What the task asks: Output the lines between the line containing "In this exercise you will indicate every instance of the soil" and the line containing "<point>610,220</point>", inclusive, as a JSON list of strings with one string per line. Leave out any blank lines.

Extracted records:
--- --- ---

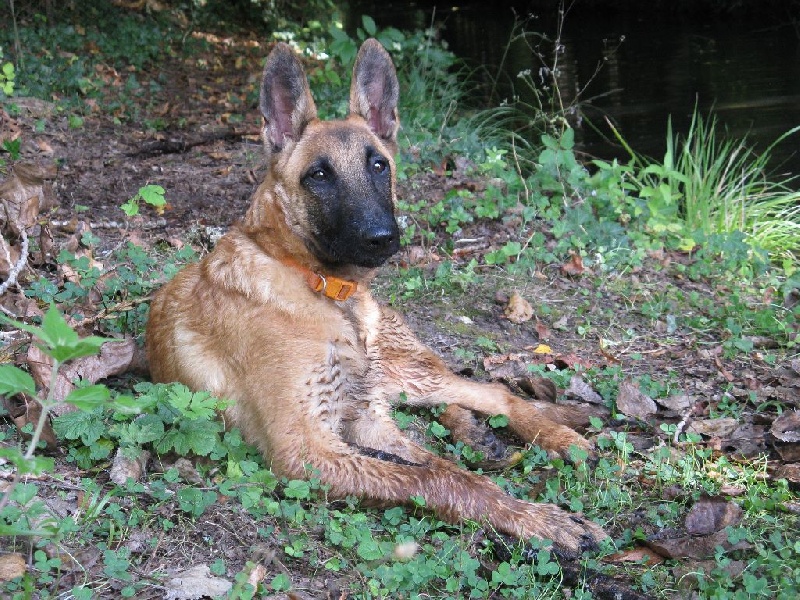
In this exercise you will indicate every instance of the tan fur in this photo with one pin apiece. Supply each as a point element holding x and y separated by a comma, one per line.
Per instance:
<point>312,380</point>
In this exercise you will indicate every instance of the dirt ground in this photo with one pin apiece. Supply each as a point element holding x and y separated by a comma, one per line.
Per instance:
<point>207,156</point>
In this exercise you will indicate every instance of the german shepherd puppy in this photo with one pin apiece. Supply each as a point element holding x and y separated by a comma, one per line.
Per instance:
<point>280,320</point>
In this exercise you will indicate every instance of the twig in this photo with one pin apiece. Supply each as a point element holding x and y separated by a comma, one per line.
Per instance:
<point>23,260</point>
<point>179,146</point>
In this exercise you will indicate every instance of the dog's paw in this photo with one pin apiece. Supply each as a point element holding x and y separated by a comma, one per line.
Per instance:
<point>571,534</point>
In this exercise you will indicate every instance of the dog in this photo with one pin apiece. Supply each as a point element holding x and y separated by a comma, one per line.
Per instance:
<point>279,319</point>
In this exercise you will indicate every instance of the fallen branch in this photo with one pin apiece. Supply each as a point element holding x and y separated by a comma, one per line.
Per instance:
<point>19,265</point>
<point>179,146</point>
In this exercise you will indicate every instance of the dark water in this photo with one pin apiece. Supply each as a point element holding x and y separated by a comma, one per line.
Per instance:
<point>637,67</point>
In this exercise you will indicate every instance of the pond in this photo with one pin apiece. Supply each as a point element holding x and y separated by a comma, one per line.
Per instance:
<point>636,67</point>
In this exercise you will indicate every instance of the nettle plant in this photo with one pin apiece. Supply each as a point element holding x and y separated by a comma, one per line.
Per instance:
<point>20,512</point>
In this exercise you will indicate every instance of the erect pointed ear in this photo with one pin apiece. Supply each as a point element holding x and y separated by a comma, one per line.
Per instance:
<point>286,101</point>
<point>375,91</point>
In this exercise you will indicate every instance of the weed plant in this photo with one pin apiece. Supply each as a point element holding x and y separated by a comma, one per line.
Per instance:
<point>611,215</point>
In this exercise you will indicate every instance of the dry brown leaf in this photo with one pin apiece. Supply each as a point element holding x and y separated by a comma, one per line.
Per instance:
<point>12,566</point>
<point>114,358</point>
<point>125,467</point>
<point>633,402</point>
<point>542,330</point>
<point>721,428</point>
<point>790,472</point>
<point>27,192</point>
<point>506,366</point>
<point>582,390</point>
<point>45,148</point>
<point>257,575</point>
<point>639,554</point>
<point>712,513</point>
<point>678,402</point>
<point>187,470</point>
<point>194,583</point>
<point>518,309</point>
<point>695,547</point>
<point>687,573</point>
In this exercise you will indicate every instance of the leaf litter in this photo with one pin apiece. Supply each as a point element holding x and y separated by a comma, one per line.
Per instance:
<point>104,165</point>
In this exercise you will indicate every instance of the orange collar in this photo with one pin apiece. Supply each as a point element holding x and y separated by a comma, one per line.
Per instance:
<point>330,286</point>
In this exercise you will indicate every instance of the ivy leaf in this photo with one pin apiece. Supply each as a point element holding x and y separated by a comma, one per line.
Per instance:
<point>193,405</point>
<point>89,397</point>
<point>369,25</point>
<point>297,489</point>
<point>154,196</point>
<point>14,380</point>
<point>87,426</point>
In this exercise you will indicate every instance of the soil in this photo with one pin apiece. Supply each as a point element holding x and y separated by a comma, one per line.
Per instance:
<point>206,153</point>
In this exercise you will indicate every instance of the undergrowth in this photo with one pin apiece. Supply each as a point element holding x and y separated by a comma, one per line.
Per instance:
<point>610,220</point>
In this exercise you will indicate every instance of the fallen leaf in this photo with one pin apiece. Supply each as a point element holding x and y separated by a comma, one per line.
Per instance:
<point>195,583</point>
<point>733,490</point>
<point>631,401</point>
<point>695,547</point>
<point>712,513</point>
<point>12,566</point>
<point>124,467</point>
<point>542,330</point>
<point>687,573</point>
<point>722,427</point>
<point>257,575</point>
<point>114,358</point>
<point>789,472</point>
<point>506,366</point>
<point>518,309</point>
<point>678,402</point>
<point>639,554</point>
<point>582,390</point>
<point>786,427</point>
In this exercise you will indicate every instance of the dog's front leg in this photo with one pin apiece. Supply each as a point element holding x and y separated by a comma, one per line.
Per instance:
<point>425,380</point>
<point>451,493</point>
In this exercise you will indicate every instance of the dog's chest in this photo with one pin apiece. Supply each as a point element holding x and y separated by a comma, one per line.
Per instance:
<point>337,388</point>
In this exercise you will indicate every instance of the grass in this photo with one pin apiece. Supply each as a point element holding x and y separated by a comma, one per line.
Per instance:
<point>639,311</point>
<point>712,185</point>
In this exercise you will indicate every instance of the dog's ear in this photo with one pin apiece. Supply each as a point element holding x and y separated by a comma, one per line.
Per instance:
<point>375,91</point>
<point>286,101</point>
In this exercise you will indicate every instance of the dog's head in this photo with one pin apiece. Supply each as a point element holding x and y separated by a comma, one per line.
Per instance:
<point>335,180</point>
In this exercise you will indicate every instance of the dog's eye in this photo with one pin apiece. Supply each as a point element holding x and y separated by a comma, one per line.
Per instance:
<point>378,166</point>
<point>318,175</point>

--- --- ---

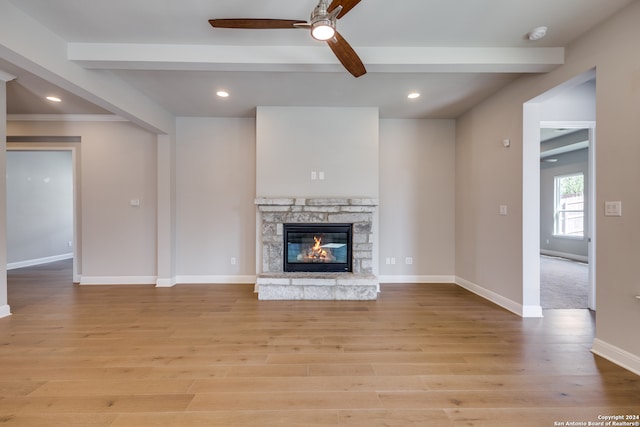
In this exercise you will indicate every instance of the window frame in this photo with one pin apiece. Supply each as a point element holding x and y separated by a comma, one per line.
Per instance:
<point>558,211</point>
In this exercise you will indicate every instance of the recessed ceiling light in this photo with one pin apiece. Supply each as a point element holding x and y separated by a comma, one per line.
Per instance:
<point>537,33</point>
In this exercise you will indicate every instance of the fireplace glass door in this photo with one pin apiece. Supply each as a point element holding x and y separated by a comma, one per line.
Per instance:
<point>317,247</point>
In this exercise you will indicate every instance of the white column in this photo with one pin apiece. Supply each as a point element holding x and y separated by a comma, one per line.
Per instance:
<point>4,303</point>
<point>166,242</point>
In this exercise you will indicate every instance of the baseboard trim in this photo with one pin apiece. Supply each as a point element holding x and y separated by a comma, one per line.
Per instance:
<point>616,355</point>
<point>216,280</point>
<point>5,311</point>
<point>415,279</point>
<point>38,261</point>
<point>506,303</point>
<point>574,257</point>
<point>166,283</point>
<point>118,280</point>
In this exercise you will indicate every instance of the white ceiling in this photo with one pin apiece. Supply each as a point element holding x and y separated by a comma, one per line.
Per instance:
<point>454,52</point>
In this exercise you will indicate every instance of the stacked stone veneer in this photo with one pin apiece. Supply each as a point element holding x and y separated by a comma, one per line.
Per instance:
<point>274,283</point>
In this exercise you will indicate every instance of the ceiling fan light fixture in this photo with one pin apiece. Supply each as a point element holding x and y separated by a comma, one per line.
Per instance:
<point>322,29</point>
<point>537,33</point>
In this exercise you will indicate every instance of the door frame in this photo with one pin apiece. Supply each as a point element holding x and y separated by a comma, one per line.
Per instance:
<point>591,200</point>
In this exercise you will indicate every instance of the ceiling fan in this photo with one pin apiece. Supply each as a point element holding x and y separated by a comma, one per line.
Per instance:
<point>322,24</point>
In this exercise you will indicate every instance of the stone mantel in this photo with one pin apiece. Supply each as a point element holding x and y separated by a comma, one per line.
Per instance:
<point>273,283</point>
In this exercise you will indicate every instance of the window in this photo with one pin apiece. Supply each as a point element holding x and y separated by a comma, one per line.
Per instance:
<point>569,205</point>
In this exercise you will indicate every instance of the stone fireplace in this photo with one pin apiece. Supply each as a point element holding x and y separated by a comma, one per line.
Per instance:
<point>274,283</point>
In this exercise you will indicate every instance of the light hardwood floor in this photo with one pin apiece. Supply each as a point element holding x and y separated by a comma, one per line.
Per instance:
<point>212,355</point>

--- --- ---

Solved exercise:
[
  "In this exercise you will indicate every instance of the soil in this photo with one pin apiece. Supply each as a point element holding x and y separated by a comma, one per line.",
  "Per instance:",
  "<point>206,153</point>",
  "In this exercise you will indicate every instance of the undergrowth in this photo with one pin apiece. Supply each as a point element holding x and y separated by a comma, one per line.",
  "Per instance:",
  "<point>610,220</point>"
]